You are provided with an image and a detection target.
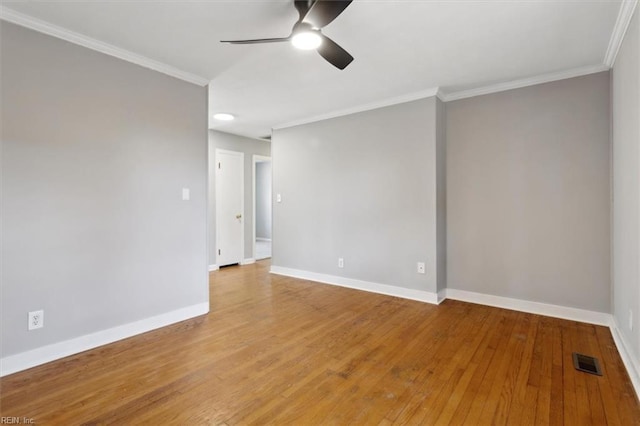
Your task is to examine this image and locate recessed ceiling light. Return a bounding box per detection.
[291,30,322,50]
[213,112,235,121]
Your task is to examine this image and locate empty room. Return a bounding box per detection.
[0,0,640,426]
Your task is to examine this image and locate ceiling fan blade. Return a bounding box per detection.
[318,34,353,70]
[302,0,353,28]
[220,36,291,44]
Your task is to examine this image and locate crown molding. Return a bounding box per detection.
[604,0,638,68]
[441,64,610,102]
[273,87,443,129]
[0,6,209,86]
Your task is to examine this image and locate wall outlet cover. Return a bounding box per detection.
[29,310,44,330]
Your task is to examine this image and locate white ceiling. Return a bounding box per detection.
[0,0,635,137]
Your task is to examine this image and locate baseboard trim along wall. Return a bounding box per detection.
[0,302,209,377]
[609,316,640,399]
[445,288,611,327]
[270,266,439,305]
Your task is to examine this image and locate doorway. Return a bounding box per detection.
[253,155,272,260]
[215,149,244,266]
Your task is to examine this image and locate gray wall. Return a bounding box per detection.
[272,98,444,292]
[436,99,447,291]
[612,7,640,362]
[0,22,209,357]
[446,73,611,312]
[256,161,271,240]
[209,130,271,265]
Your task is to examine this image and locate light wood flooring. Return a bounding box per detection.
[0,261,640,425]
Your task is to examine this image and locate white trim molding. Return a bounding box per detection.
[604,0,638,68]
[446,288,611,327]
[610,317,640,399]
[0,302,209,376]
[270,266,438,305]
[0,6,209,86]
[440,64,610,102]
[272,87,441,129]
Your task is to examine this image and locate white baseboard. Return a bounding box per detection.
[0,302,209,377]
[446,288,611,327]
[270,266,438,304]
[610,317,640,399]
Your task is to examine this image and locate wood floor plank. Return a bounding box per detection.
[0,261,640,426]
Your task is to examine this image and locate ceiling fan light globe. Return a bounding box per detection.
[291,31,322,50]
[213,112,235,121]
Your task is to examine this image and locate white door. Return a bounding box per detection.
[216,149,244,266]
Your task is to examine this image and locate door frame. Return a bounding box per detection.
[251,154,273,259]
[213,148,246,266]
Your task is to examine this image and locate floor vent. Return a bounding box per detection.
[573,352,602,376]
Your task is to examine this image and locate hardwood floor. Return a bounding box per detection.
[0,261,640,425]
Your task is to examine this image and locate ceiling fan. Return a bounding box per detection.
[220,0,353,70]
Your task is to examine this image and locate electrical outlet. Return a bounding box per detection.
[29,310,44,330]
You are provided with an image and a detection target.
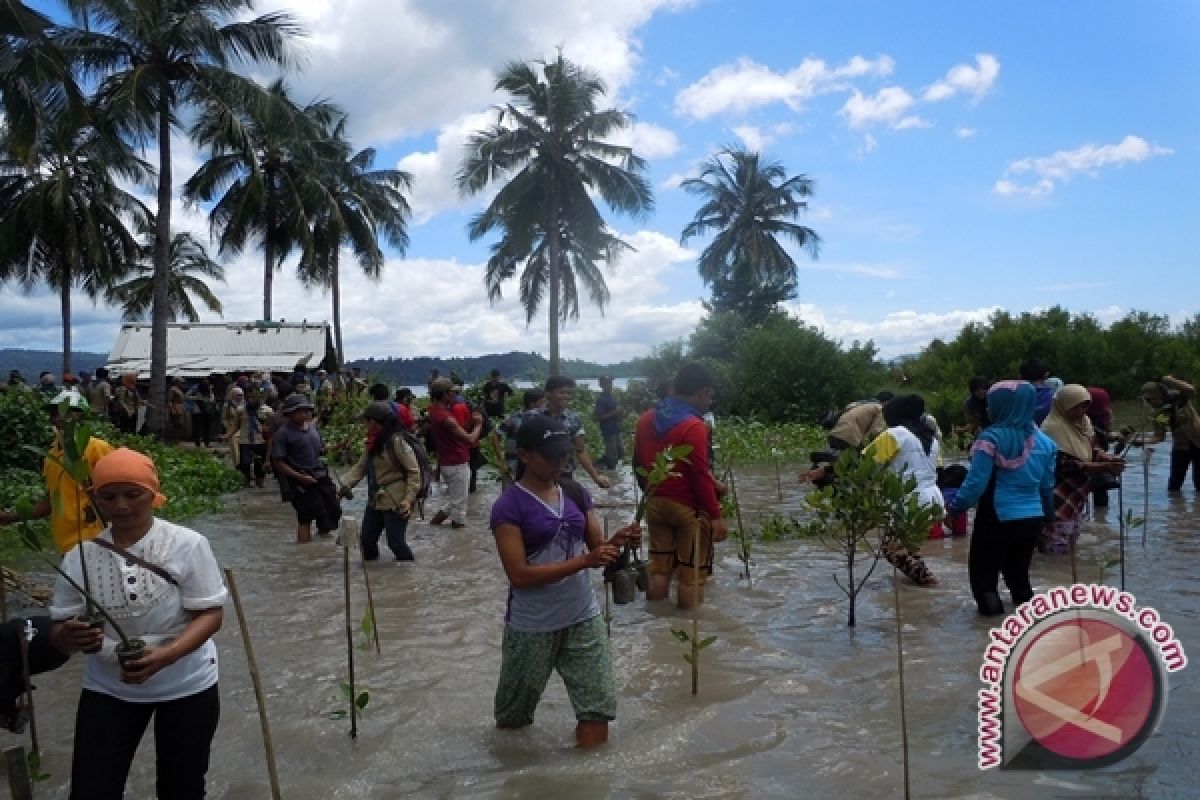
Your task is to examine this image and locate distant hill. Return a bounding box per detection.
[0,348,641,386]
[0,348,108,384]
[346,351,640,386]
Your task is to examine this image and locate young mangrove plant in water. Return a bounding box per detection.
[805,450,936,627]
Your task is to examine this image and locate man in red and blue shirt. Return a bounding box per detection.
[634,363,727,608]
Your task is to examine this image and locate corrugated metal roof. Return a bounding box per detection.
[106,323,337,378]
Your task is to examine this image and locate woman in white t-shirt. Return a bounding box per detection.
[865,395,946,587]
[50,447,227,800]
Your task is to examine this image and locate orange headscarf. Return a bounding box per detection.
[91,447,167,509]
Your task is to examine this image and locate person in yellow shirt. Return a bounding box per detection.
[0,390,113,554]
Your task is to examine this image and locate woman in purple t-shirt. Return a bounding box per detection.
[491,416,641,747]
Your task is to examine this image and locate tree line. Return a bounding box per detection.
[0,0,820,431]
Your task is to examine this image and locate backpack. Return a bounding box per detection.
[384,431,433,501]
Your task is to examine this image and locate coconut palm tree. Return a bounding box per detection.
[104,228,224,323]
[0,110,151,372]
[184,79,340,319]
[0,0,84,162]
[680,148,821,323]
[55,0,300,433]
[458,53,654,374]
[300,115,413,363]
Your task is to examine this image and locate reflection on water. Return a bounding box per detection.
[18,451,1200,800]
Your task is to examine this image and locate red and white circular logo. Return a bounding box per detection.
[1010,616,1162,763]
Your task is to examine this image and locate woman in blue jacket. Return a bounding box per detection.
[947,380,1056,616]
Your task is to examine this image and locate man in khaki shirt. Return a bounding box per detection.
[829,391,892,450]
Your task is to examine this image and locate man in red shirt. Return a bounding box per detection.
[430,378,482,528]
[634,363,727,608]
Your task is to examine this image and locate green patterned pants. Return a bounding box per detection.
[496,614,617,728]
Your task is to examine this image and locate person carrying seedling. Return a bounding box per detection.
[0,390,113,554]
[634,363,727,608]
[1141,375,1200,492]
[491,415,641,747]
[50,447,228,800]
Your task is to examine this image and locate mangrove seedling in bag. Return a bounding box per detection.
[9,497,145,664]
[806,450,936,627]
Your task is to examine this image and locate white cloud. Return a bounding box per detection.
[839,86,917,128]
[992,136,1174,197]
[608,122,679,160]
[256,0,689,144]
[788,302,1000,359]
[923,53,1000,103]
[676,55,894,120]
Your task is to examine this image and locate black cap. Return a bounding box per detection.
[517,414,575,458]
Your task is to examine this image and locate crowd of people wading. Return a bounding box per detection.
[0,359,1200,798]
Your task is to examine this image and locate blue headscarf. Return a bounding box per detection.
[971,380,1037,469]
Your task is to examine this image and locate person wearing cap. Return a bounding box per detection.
[592,375,625,469]
[827,391,893,452]
[50,447,228,798]
[271,393,342,545]
[484,369,516,420]
[634,363,727,608]
[341,402,421,561]
[1016,359,1062,425]
[0,390,113,553]
[1141,375,1200,492]
[542,375,612,489]
[428,378,484,528]
[491,415,641,747]
[113,372,142,433]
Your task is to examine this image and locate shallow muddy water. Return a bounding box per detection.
[11,451,1200,800]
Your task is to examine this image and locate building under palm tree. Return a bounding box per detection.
[106,320,338,379]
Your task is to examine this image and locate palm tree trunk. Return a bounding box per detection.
[546,201,563,377]
[146,100,172,435]
[263,179,275,321]
[59,261,73,376]
[329,243,346,369]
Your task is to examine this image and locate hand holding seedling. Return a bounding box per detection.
[608,522,642,547]
[584,542,620,570]
[54,619,104,652]
[121,646,175,684]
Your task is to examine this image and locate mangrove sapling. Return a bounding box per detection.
[883,489,942,800]
[14,497,145,663]
[224,567,281,800]
[805,450,932,627]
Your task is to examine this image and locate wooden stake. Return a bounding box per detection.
[362,559,383,656]
[4,745,34,800]
[17,621,42,758]
[604,516,612,639]
[342,542,359,739]
[691,530,700,694]
[892,564,912,800]
[224,567,282,800]
[1117,475,1126,591]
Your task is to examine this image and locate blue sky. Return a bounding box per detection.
[0,0,1200,361]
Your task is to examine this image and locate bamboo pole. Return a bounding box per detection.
[224,567,282,800]
[17,621,42,758]
[4,745,34,800]
[691,530,700,694]
[1117,475,1126,591]
[892,564,912,800]
[604,515,612,639]
[342,542,359,739]
[362,559,383,656]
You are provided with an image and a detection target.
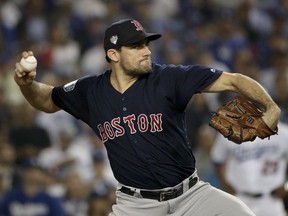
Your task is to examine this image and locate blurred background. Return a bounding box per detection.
[0,0,288,216]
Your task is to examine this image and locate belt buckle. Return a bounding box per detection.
[159,189,177,202]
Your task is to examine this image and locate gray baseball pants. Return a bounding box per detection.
[109,174,256,216]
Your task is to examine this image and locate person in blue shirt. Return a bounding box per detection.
[0,160,66,216]
[14,19,281,216]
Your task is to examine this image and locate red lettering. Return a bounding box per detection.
[150,113,163,132]
[97,124,108,143]
[111,117,125,137]
[103,122,115,139]
[137,114,149,132]
[123,114,136,134]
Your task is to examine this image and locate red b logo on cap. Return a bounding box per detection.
[131,20,143,31]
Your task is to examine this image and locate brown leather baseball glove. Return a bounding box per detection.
[209,96,277,144]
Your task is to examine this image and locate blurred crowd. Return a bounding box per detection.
[0,0,288,216]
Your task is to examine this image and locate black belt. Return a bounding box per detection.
[120,177,198,201]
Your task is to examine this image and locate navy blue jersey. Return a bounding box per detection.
[52,64,221,189]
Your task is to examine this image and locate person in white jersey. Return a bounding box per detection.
[211,122,288,216]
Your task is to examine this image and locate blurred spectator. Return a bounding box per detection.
[0,0,288,216]
[211,122,288,216]
[0,160,65,216]
[0,142,16,200]
[41,22,80,79]
[63,172,90,216]
[209,9,248,70]
[9,103,51,164]
[195,124,221,188]
[17,0,49,43]
[38,125,93,181]
[0,0,22,61]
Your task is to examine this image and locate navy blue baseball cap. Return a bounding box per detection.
[104,19,161,52]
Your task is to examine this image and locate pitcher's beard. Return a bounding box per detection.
[124,63,152,77]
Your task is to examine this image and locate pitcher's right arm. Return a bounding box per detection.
[14,51,60,113]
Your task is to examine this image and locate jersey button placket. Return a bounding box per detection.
[121,96,127,112]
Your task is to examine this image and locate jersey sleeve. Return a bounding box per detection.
[52,77,90,122]
[159,65,222,110]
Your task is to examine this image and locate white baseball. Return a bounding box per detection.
[20,56,37,72]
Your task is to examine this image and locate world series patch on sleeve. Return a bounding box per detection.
[209,96,277,144]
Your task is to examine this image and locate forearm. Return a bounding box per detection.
[19,80,59,113]
[231,74,277,110]
[204,72,281,130]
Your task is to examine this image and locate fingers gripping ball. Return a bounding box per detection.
[209,96,277,144]
[20,56,37,72]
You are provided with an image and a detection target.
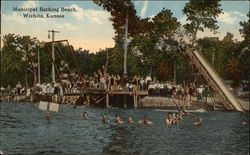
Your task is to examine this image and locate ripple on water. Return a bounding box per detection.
[0,102,249,154]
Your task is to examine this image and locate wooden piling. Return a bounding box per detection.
[106,92,109,108]
[123,95,127,108]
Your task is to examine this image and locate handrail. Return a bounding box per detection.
[191,51,245,111]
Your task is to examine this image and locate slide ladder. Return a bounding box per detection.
[187,50,245,112]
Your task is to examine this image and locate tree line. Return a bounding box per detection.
[1,0,250,87]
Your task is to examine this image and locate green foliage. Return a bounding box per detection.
[183,0,222,45]
[240,13,250,43]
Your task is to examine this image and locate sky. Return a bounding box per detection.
[1,0,249,52]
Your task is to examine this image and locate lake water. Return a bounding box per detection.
[0,102,249,155]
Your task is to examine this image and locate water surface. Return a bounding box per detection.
[0,102,249,155]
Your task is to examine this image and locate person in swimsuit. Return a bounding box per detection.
[193,118,202,127]
[101,114,109,123]
[128,116,134,124]
[138,116,153,125]
[82,112,89,120]
[115,114,124,124]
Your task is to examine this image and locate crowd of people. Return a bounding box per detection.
[1,66,209,102]
[82,110,202,126]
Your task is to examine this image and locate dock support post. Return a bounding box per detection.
[123,94,127,108]
[133,94,138,108]
[106,92,109,108]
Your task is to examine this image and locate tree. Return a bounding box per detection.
[3,34,39,89]
[182,0,222,45]
[240,13,250,44]
[93,0,151,37]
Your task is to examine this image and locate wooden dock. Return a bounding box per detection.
[85,89,149,108]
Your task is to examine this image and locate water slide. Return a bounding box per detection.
[188,50,245,112]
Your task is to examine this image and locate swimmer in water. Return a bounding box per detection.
[115,114,123,124]
[241,121,247,126]
[45,111,50,122]
[82,112,89,120]
[193,118,202,127]
[101,114,109,123]
[139,116,153,125]
[172,113,178,124]
[165,113,173,125]
[128,116,134,124]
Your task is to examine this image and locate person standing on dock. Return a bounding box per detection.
[128,116,134,124]
[145,75,152,89]
[16,82,22,101]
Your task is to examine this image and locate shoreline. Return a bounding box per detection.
[1,95,249,112]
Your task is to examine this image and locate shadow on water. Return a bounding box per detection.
[103,125,129,154]
[0,102,249,155]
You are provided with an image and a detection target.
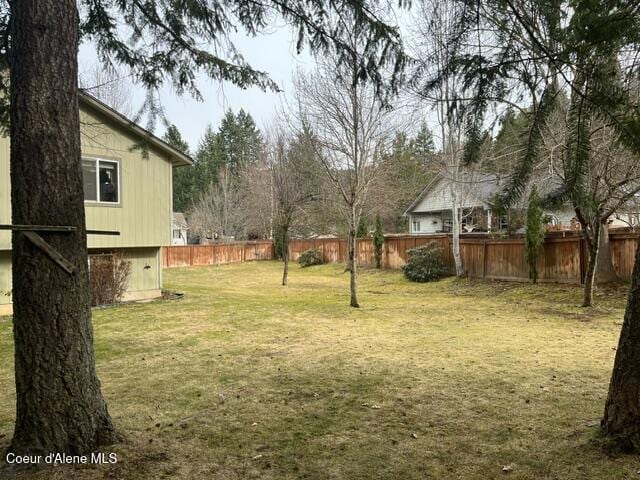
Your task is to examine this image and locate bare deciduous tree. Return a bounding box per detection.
[79,65,134,118]
[267,129,317,285]
[189,167,245,240]
[295,15,393,308]
[412,0,477,276]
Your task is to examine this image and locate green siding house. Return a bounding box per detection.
[0,93,191,315]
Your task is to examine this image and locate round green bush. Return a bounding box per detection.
[298,248,324,267]
[402,242,446,282]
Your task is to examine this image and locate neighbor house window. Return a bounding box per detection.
[82,158,120,203]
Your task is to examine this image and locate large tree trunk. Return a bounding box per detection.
[348,214,360,308]
[9,0,115,454]
[601,236,640,452]
[282,228,289,286]
[451,198,464,277]
[582,224,600,307]
[596,223,619,283]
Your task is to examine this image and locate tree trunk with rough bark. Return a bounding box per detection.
[451,195,464,277]
[582,224,600,307]
[601,238,640,452]
[596,223,619,283]
[282,228,289,286]
[582,221,618,307]
[348,215,360,308]
[9,0,115,454]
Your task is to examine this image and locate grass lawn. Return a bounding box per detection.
[0,262,640,480]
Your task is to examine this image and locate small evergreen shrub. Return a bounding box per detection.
[89,253,131,306]
[298,248,324,268]
[402,242,446,282]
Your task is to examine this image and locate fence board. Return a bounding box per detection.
[162,231,640,283]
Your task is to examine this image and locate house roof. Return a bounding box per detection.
[78,90,193,166]
[172,212,189,230]
[403,171,501,216]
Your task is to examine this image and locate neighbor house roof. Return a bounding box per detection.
[78,90,193,166]
[403,171,501,216]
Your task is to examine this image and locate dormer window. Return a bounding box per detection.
[82,158,120,203]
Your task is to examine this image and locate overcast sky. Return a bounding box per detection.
[79,22,313,151]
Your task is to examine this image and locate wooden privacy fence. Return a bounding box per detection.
[162,231,640,283]
[289,231,640,283]
[162,240,275,268]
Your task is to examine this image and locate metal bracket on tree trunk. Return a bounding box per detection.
[0,225,120,275]
[0,225,120,235]
[23,231,75,275]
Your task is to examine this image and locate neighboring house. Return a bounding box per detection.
[171,212,189,245]
[404,173,575,234]
[0,93,191,314]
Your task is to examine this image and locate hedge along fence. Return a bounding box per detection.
[162,229,640,283]
[289,231,640,283]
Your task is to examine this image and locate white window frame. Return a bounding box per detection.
[80,156,122,205]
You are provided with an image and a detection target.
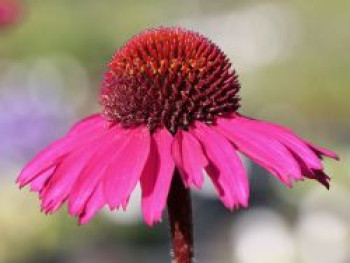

→ **Work instructions**
Rewrite the lines starting at the one containing "Your task is to examine this image and locate handrail." and ending at the one containing "[115,114,124,124]", substituting "pond water" for "lake water" and keeping everything else unchanged.

→ **Reply**
Your task is to examine this image and locate handrail. Return a bounding box per detection.
[191,51,245,111]
Your task is to examine this image and locate slide ladder. Return a bounding box per detection.
[187,50,245,112]
Your task is to examine this image and locate tree line. Return a bounding box per detection.
[1,0,250,87]
Your task is to examine this image and locate green foliage. Return a bounding box per detection.
[183,0,222,45]
[240,13,250,43]
Your task is to examine this image and locate sky. Return a bounding box per detection.
[1,0,249,52]
Your task is to examine this image and locate pond water. Return a bounding box per detection.
[0,102,249,155]
Your task is to examine this image and locate water surface. Return a bounding box per detection.
[0,102,249,155]
Your task is to examine this image and locate person in swimsuit. Return a bounding box per detection.
[193,118,202,127]
[101,114,109,123]
[128,116,134,124]
[138,116,153,125]
[82,112,89,120]
[115,114,124,124]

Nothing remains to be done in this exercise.